Kutipan Sumber:
^^^^^^^^

OPINI: Pandangan bahwa desa (atau sebutan lain : gampong, nagari, kampong, marga, dan sebagainya) sering kali terabaikan dalam konteks penyelenggaraan pemerintahan dan pembangunan adalah sebuah kenyataan yang sulit terbantahkan.
Desa dan masyarakatnya masih berada pada kondisi serba kekurangan dan tertinggal dibandingbkondisi masyarakat kota di berbagai aspek kehidupan, khususnya social/ekonomi. Kota dipandang lebih sejahtera daripada desa dari ukuran ekonomi.
Ada anggapan bahwa pembangunan nasional justru menciptakan kesenjangan antara desa dan kota. Pembangunan yang bias perkotaan semaikin memperbesar disparitas antara kota dan desa. Negara berkembang termasuk Indonesia, lebih mengonsentrasikan pembangunan ekonomi pada sector industri untuk mengejar pertumbuhan. Akibatnya, sector lain seperti sektor pertanian yang berada di pedesaan dan menjadi mata pencaharian utama masyarakat desa dikorbankan. Konsekuensinya, pembangunan hanya terpusat di kota dan kepentingan masyarakat desa dikesampingkan.
Selama ini pembangunan cenderung berorientasi pada pertumbuhan dan bias kota. Sumber daya ekonomi yang tumbuh di kawasan desa diambil oleh kekuatan yang lebih besar, sehingga desa kehabisan sumber daya dan menimbulkan arus urbanisasi penduduk desa ke kota. Kondisi ini menciptakan ketidakadilan, kemiskinan dan keterbelakangan yang senantiasa melekat pada desa (Ditjen PMD, 2007: 16).



Laporan Bank Pembangunan Asia dalam Inequality in Asia memuat kecenderungan naiknya kesenjangan di kawasan Asia, mencakup kesenjangan desa-kota, antar rumah tangga terutama disebabkan perbedaan tingkat pendidikan, serta antar sektor pertanian dengan industry dan jasa.

^^^^^^^^

Data yang Disediakan:
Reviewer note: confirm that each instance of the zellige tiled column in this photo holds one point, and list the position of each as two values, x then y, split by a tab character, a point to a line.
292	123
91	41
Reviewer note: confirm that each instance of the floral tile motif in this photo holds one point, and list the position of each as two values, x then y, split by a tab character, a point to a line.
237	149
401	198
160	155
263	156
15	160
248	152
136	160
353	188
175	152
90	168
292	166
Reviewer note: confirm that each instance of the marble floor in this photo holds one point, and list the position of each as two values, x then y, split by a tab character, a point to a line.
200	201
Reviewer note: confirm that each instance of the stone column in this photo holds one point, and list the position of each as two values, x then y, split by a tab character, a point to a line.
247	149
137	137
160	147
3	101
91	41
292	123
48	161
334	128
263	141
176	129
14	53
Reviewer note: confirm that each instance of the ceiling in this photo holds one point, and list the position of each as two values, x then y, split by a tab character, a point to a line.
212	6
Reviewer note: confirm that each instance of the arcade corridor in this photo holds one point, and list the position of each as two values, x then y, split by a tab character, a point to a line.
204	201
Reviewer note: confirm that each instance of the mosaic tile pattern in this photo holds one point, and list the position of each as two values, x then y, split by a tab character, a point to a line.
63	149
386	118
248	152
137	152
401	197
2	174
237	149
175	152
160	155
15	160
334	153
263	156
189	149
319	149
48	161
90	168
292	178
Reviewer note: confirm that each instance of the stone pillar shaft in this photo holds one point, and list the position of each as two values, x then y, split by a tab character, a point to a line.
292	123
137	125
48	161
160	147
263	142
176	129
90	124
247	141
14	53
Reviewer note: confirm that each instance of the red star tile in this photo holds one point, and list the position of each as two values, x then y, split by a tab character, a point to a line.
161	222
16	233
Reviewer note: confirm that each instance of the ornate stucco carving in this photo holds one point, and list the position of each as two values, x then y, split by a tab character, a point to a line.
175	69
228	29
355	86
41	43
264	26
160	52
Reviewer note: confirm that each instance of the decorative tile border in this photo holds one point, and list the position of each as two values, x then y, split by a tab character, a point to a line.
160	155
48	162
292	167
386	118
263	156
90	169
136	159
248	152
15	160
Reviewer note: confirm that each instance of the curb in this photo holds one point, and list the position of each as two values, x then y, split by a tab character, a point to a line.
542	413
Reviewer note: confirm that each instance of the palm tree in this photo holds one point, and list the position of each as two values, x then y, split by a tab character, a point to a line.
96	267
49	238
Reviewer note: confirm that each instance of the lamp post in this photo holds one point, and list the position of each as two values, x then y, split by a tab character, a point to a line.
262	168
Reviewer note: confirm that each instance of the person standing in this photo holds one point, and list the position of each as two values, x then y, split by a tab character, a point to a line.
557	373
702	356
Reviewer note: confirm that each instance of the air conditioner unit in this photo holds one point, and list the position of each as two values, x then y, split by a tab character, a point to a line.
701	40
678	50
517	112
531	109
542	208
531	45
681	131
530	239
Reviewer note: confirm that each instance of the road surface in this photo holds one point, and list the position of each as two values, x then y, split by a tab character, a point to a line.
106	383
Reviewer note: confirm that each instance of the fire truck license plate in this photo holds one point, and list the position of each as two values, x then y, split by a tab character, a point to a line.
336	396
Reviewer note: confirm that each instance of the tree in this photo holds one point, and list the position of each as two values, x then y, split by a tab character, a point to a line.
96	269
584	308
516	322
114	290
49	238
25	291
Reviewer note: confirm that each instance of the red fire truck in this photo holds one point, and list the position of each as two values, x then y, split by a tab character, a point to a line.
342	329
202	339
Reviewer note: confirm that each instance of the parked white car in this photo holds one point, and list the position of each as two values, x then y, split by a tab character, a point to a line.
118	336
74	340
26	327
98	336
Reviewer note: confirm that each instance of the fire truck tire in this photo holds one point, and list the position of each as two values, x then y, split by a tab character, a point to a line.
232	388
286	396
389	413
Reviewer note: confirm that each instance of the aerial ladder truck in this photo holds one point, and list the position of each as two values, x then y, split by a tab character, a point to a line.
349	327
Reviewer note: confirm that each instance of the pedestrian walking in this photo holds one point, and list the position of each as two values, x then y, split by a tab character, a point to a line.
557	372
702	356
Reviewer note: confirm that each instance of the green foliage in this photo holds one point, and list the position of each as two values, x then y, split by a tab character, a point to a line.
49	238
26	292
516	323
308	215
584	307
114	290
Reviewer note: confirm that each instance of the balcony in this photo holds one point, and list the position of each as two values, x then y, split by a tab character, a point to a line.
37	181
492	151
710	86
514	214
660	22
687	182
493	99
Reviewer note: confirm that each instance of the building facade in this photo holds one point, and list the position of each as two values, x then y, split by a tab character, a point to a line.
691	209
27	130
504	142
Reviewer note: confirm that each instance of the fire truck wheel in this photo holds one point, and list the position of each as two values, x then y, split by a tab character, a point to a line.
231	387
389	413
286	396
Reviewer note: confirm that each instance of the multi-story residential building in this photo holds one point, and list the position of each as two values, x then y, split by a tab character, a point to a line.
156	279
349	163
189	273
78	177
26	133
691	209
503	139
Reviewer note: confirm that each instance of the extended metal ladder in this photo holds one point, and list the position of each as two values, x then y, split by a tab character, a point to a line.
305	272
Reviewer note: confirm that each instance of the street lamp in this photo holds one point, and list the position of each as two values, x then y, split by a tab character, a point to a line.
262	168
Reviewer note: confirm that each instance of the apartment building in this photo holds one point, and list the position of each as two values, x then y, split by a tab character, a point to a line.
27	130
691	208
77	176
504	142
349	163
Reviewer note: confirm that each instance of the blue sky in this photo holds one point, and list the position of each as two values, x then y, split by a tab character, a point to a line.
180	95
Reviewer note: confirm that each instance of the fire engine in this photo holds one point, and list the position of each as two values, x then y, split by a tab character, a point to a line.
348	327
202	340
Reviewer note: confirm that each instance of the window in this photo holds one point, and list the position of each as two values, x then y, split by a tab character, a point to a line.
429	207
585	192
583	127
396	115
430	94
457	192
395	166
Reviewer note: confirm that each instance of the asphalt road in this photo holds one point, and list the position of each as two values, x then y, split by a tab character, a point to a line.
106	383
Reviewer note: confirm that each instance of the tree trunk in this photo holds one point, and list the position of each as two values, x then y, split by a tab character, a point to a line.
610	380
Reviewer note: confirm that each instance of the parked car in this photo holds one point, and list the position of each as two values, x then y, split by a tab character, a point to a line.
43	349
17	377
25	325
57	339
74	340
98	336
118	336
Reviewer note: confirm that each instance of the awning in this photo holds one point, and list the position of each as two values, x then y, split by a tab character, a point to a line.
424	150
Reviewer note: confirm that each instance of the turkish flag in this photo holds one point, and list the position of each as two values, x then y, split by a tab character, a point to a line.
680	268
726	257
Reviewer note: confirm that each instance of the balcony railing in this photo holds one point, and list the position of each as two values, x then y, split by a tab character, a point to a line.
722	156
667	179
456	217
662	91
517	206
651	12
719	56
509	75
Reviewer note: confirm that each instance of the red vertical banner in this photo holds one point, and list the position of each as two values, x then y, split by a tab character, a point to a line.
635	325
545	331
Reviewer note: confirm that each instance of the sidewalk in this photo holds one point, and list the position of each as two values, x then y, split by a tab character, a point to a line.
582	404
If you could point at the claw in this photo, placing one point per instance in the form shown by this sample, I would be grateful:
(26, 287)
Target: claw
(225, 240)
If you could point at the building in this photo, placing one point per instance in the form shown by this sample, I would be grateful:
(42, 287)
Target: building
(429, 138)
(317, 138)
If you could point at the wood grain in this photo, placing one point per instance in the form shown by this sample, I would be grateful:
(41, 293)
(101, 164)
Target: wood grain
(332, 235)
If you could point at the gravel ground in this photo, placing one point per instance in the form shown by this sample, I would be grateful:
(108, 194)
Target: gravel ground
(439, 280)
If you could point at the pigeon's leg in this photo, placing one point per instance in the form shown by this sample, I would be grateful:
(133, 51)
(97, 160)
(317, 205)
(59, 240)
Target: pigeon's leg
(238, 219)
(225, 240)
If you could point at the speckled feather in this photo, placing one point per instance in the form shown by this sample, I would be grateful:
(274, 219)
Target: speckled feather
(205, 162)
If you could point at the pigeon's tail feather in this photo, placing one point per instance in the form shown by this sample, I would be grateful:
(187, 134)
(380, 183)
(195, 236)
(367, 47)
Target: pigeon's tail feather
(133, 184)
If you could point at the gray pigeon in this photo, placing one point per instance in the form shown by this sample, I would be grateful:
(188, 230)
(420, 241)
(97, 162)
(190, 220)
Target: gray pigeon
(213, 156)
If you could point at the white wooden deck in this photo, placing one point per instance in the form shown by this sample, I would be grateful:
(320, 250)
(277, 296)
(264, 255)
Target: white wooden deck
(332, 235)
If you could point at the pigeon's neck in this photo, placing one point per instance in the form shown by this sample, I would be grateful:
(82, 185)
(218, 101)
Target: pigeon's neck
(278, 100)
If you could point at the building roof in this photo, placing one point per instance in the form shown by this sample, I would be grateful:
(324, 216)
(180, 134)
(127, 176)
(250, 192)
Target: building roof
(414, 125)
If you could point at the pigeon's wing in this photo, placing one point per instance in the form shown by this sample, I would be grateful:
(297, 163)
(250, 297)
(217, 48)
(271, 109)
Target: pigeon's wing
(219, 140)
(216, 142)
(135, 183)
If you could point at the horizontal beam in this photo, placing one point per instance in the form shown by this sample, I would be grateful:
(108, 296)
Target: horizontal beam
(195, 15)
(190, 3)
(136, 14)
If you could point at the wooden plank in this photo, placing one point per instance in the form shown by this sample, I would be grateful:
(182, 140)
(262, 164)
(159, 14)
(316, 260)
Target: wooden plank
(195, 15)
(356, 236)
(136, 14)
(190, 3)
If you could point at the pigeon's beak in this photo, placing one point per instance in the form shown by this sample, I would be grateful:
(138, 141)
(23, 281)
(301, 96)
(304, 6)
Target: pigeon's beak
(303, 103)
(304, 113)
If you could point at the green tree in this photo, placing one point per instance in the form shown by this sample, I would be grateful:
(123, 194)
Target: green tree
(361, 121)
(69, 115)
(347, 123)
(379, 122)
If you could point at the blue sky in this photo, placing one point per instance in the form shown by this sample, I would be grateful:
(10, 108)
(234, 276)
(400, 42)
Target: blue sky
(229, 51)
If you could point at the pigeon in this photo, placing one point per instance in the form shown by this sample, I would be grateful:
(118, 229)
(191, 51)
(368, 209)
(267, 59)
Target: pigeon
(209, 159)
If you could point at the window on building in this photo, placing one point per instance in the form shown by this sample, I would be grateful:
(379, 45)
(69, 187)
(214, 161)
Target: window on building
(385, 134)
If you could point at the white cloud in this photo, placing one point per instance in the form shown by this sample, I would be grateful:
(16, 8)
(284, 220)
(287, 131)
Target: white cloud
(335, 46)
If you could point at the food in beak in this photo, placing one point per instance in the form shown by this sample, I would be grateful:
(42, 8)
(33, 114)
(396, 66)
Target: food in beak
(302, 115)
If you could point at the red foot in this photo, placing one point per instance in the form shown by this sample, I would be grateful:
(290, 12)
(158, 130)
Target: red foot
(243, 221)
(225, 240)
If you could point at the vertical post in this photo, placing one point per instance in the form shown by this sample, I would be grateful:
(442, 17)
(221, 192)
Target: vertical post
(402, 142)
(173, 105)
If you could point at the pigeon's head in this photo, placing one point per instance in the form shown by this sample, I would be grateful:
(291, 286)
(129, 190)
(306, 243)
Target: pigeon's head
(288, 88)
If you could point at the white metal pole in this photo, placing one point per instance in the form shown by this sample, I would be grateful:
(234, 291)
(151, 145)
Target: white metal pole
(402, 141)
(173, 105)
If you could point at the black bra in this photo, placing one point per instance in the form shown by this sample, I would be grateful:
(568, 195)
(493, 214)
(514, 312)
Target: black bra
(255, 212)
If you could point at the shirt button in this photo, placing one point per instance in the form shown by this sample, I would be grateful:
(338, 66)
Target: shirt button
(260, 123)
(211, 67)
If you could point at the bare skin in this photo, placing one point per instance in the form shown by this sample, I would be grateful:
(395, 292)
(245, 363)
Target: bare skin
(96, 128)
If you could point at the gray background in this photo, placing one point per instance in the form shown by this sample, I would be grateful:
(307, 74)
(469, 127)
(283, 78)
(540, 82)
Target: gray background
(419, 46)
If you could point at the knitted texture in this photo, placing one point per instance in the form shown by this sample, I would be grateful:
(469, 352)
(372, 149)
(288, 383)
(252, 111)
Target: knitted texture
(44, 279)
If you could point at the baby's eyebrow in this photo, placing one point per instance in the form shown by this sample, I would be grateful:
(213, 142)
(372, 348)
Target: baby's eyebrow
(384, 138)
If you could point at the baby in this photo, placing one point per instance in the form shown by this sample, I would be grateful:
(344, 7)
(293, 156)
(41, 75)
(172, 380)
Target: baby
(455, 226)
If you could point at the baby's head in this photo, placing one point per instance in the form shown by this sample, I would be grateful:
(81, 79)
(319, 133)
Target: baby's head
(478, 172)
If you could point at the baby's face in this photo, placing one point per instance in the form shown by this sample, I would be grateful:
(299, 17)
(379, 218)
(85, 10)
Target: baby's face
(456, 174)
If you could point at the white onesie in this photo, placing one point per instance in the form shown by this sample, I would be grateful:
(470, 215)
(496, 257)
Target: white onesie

^^^^^^^^

Petunjuk Pengerjaan:
1 – Tuliskan kembali seluruh bagian teks tentang kesenjangan desa dan kota di atas, mulai dari "OPINI: Pandangan bahwa" terus sampai "yang sulit terbantahkan.", tanpa mengubah satu kata pun.
2 – Lanjutkan teks tentang kesenjangan desa dan kota, dimulai sesudah kalimat terakhirnya.

Jawaban Tiap Tugas:
1 –
OPINI: Pandangan bahwa desa (atau sebutan lain : gampong, nagari, kampong, marga, dan sebagainya) sering kali terabaikan dalam konteks penyelenggaraan pemerintahan dan pembangunan adalah sebuah kenyataan yang sulit terbantahkan.

2 –
Kesenjangan desa-kota antara lain dapat dilihat dari adanya peningkatan kesenjangan pemilikan lahan di sektor pertanian ( kepemilikan lahan rata-rata lahan petani gurem turun dari 0,26 hektar pada 1983 menjadi 0,14 hektar di tahun 2003), juga terjadi kesenjangan akses memasuki aktivitas ekonomi, dan kesenjangan mendapat akses pelayanan dasar (Mustasya, 2008).
Dalam mendikotomikan desa-kota, Chambers (1987 : 6) seperti melihat ada dua kelompok dalam kutub yang berbeda. Di satu sisi, terkandung unsur kaya, kota industrialisasi, status yang tinggi; di sisi lain miskin, desa, pertanian, dan status pinggiran yang rendah. Di lingkungan yang pertama, terdapat daya tarik-menarik dan mengukuhkan kekuatan, kekuasaan, prestise, sumber daya, latihan yang professional serta latihan untuk mengembangkan dan menyebarkan ilmu pengetahuan.
Tingkat kesejahteraan penduduk, ketersediaan prasarana dan tingkat produktivitas pertanian, pendidikan, dan derajat kesehatan, memperlihatkan daerah pedesaan lebih rendah dibandingkan dengan daerah perkotaan. Padahal sekitar 65% jumlah penduduk hidup di daerah pedesaan, sedangkan jumlah penduduk yang menetap di daerah perkotaan hanya kurang lebih 35% (Adisasmita, 2006 : 1). Sebagian besar masyarakat desa tertinggal(73%) harus menempuh 6-10 km dari desanya ke pusat pemasaran (pusat kecamatan) sedangkan desa-desa sisanya bahkan harus menempuh > 10 km dengan konndisi jalan yang memprihatinkan berupa jalan tanah. Penduduk yang terlayani air minnum perpipahan baru mencapai 9%, selebihnya masih mengambil langsung dari sumber yang tidak terlindungi (Kirmanto, 2006).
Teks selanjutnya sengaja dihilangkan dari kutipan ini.